TASK DETAILS
Please repeat, without alteration, the line containing "eyebrow in the photo above." and every line that follows it to the end of the entries below, and only those lines.
———
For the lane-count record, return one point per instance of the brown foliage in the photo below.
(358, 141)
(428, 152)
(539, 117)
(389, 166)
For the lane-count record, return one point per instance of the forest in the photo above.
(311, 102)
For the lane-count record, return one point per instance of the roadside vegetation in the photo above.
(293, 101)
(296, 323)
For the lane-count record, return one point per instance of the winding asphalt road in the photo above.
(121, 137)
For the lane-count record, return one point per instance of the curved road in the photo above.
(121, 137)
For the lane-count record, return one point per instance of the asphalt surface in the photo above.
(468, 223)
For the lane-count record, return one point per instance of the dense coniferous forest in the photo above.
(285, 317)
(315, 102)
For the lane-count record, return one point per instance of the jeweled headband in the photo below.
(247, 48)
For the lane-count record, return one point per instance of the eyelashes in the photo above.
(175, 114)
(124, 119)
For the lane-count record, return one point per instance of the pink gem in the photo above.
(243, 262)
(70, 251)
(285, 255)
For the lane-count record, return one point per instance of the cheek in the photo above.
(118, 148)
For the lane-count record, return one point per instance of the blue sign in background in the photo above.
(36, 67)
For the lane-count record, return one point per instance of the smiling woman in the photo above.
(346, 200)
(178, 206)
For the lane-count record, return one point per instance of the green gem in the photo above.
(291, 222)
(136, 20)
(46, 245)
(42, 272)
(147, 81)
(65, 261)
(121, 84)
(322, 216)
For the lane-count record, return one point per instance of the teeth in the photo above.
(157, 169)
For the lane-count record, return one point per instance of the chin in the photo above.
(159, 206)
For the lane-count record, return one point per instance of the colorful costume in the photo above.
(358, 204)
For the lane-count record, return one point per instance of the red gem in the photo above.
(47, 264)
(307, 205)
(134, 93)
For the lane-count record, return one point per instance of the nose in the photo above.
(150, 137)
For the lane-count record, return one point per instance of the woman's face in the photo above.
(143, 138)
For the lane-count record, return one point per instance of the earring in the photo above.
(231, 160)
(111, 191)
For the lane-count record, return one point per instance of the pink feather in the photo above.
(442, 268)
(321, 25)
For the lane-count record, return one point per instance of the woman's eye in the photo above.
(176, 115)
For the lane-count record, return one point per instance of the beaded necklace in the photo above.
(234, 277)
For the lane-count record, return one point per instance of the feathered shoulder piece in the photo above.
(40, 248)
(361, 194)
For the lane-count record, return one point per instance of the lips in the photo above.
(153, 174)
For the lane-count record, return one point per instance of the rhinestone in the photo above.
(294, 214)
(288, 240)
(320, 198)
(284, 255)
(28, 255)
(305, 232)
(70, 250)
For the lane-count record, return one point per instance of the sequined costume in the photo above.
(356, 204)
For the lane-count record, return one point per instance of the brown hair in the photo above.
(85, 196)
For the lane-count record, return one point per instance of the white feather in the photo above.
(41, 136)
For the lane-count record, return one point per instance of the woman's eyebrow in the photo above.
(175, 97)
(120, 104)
———
FINAL ANSWER
For the lane-count record, return one point per instance of the woman's eyebrow in the photo above.
(175, 97)
(120, 104)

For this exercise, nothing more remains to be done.